**Text section**
=== Section Start ===

PHIL 375. Moral Issues in Computer Technology. 3 Hours AE51 / H.

After surveying the nature of ethics and morality and learning some standard techniques of moral argumentation, we shall examine such topics as: property and ownership rights in computer programs and software; privacy in computer entry and records; responsibility for computer use and failure; the "big brother" syndrome made possible by extensive personal data banks; censorship and the world-wide web; computer illiteracy and social displacement; and ethical limits to computer research. Prerequisite: EECS 168 or permission of instructor. LEC.

PHIL 380. Environmental Ethics. 3 Hours AE51 / H.

After a brief survey of techniques of moral argument and analysis, particular moral issues related to the environment will be discussed. These will include such topics (one of which may be dealt with in depth) as animal rights, rights of future generations, wilderness preservation, population control, endangered species, and economics and public policy. Prerequisite: EVRN 148 or consent of instructor. LEC.

PHIL 381. Feminism and Philosophy. 3 Hours AE41/GE3H / H.

An examination of topics of philosophical interest that are important in the feminist movement such as the nature of sexism, the concept of sexual equality, the ethics of sexual behavior, the nature of love, feminist analyses of the value of marriage and family, the ethics of abortion, and justifications for preferential treatment of women. (Same as WGSS 381.) LEC.

PHIL 384. Ancient Philosophy. 3 Hours HR GE3H / H.

A survey of the thought of the principal philosophers of ancient Greece, with emphasis on the pre-Socratics, Plato, and Aristotle. LEC.

PHIL 386. Modern Philosophy from Descartes to Kant. 3 Hours HR GE3H / H.

A survey of the writings of such principal philosophers of the modern period as Descartes, Spinoza, Leibniz, Hobbes, Locke, Berkeley, Hume, and Kant. LEC.

PHIL 388. Analytic Philosophy: Frege to Quine. 3 Hours H.

=== Section End ===

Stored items
=== Section Start ===

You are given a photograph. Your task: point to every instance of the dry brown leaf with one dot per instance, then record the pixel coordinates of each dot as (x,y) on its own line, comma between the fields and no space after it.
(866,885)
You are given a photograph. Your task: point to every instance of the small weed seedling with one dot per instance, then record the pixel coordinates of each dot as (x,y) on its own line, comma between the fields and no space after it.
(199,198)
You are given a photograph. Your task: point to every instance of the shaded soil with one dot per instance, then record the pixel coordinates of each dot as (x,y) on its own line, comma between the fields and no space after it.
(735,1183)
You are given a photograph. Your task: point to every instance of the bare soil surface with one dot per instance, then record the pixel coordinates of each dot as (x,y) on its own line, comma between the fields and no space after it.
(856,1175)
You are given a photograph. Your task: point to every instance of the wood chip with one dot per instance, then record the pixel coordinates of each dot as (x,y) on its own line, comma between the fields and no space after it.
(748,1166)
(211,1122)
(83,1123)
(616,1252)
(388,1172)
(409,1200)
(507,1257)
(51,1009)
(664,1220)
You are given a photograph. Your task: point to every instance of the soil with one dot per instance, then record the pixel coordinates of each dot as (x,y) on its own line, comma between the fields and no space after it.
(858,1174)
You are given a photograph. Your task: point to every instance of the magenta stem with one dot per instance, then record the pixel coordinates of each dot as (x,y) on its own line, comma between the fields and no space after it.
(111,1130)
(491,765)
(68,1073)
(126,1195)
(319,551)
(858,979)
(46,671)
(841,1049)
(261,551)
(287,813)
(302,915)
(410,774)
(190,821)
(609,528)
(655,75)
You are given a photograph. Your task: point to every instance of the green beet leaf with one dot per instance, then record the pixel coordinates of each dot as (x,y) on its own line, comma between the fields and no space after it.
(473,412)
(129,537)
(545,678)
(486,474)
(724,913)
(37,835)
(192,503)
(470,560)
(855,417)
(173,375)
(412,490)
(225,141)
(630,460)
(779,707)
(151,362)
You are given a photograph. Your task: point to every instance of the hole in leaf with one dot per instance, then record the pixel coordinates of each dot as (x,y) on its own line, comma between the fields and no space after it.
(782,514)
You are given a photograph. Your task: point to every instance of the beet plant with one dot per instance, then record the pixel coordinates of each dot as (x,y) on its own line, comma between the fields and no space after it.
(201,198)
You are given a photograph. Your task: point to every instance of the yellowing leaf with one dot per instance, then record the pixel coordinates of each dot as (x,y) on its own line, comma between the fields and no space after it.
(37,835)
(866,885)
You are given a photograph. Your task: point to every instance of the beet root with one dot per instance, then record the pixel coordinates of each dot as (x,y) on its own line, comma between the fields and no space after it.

=== Section End ===

**Instructions for the task**
In the course listing, rewrite the stretch from "An examination of" through "Philosophy. 3 Hours HR GE3H / H.", putting "marriage and parenthood" in place of "marriage and family".

**Result**
An examination of topics of philosophical interest that are important in the feminist movement such as the nature of sexism, the concept of sexual equality, the ethics of sexual behavior, the nature of love, feminist analyses of the value of marriage and parenthood, the ethics of abortion, and justifications for preferential treatment of women. (Same as WGSS 381.) LEC.

PHIL 384. Ancient Philosophy. 3 Hours HR GE3H / H.